| TASK REQUIREMENTS |
Print the records exactly as given.
RECORDS FOR THE EXERCISE below:
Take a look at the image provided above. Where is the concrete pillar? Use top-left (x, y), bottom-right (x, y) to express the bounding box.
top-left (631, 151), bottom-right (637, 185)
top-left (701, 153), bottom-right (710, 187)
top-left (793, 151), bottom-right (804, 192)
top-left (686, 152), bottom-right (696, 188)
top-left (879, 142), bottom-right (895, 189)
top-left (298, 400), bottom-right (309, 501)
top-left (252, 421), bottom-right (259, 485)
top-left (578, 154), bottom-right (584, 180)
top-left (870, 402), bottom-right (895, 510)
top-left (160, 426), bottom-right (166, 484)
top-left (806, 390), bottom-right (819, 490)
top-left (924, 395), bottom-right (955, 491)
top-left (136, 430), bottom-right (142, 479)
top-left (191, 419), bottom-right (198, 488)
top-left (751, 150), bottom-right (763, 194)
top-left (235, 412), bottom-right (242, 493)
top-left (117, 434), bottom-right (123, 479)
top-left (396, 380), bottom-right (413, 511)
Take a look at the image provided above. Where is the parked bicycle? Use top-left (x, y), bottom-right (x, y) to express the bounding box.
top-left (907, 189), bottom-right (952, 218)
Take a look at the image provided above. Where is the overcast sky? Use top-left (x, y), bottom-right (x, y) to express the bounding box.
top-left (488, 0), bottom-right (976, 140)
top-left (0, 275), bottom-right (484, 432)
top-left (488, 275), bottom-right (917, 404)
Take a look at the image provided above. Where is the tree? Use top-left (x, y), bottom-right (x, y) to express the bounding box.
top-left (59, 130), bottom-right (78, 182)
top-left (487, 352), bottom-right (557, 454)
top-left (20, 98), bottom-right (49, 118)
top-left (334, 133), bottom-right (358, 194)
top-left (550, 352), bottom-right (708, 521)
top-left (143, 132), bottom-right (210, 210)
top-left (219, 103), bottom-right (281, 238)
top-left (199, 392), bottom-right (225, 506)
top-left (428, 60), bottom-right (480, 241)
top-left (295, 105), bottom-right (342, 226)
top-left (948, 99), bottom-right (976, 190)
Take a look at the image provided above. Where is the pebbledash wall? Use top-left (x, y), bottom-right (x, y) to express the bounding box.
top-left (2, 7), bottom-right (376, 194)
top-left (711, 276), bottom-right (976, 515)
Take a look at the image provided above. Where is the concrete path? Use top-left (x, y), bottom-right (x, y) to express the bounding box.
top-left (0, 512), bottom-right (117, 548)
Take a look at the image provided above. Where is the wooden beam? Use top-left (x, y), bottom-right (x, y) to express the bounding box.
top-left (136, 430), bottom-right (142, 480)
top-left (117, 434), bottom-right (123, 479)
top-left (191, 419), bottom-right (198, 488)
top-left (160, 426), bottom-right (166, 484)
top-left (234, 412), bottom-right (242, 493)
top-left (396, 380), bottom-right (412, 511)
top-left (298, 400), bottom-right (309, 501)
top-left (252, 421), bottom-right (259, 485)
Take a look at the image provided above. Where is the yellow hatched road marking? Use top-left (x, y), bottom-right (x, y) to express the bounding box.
End of RECORDS FOR THE EXERCISE.
| PROBLEM SOLUTION |
Take a look at the image provided above. Where is the concrete pillar? Use top-left (x, y), bottom-right (x, y) to express the bounding box.
top-left (631, 151), bottom-right (637, 185)
top-left (701, 153), bottom-right (710, 187)
top-left (793, 151), bottom-right (804, 192)
top-left (686, 152), bottom-right (696, 188)
top-left (879, 142), bottom-right (895, 189)
top-left (298, 400), bottom-right (309, 501)
top-left (252, 421), bottom-right (259, 485)
top-left (578, 154), bottom-right (584, 180)
top-left (870, 402), bottom-right (895, 510)
top-left (160, 426), bottom-right (166, 484)
top-left (806, 390), bottom-right (819, 490)
top-left (924, 395), bottom-right (955, 491)
top-left (136, 430), bottom-right (142, 479)
top-left (191, 419), bottom-right (198, 488)
top-left (751, 150), bottom-right (763, 194)
top-left (235, 412), bottom-right (242, 493)
top-left (117, 434), bottom-right (123, 479)
top-left (396, 380), bottom-right (413, 511)
Take a look at the image provided above. Where is the parked bicycle? Use top-left (x, y), bottom-right (x, y) to express the bounding box.
top-left (907, 189), bottom-right (952, 218)
Take a look at the image provided above. Where is the overcast sky? Use top-left (x, y), bottom-right (x, y) to express the bounding box.
top-left (488, 0), bottom-right (976, 140)
top-left (0, 275), bottom-right (484, 432)
top-left (488, 275), bottom-right (917, 404)
Take a look at the image provided above. Where is the tree? Use top-left (x, y), bottom-right (x, y) to express the bounding box.
top-left (59, 130), bottom-right (78, 182)
top-left (487, 352), bottom-right (557, 454)
top-left (20, 98), bottom-right (49, 118)
top-left (334, 133), bottom-right (358, 194)
top-left (550, 352), bottom-right (708, 521)
top-left (143, 132), bottom-right (210, 210)
top-left (219, 103), bottom-right (281, 238)
top-left (199, 392), bottom-right (225, 506)
top-left (428, 60), bottom-right (480, 241)
top-left (295, 105), bottom-right (342, 226)
top-left (948, 99), bottom-right (976, 190)
Take a look at the image provided above. Where is the pebbledash wall? Use top-left (x, y), bottom-right (x, y) to express the bounding box.
top-left (2, 7), bottom-right (376, 194)
top-left (711, 276), bottom-right (976, 515)
Take a look at the image provided above. Where is the concrete path? Use top-left (x, y), bottom-right (x, y) to express the bounding box.
top-left (0, 512), bottom-right (117, 548)
Take a look at the image provided above. Where is the wooden beam? Use top-left (x, y), bottom-right (x, y) to express the bounding box.
top-left (136, 430), bottom-right (142, 480)
top-left (117, 434), bottom-right (123, 479)
top-left (191, 419), bottom-right (198, 488)
top-left (160, 426), bottom-right (166, 484)
top-left (234, 412), bottom-right (242, 493)
top-left (396, 380), bottom-right (412, 511)
top-left (298, 400), bottom-right (309, 501)
top-left (252, 421), bottom-right (259, 485)
Take a look at the image provided above. Where is the yellow hatched road marking? Use top-left (x, y), bottom-right (x, y) to express the bounding box.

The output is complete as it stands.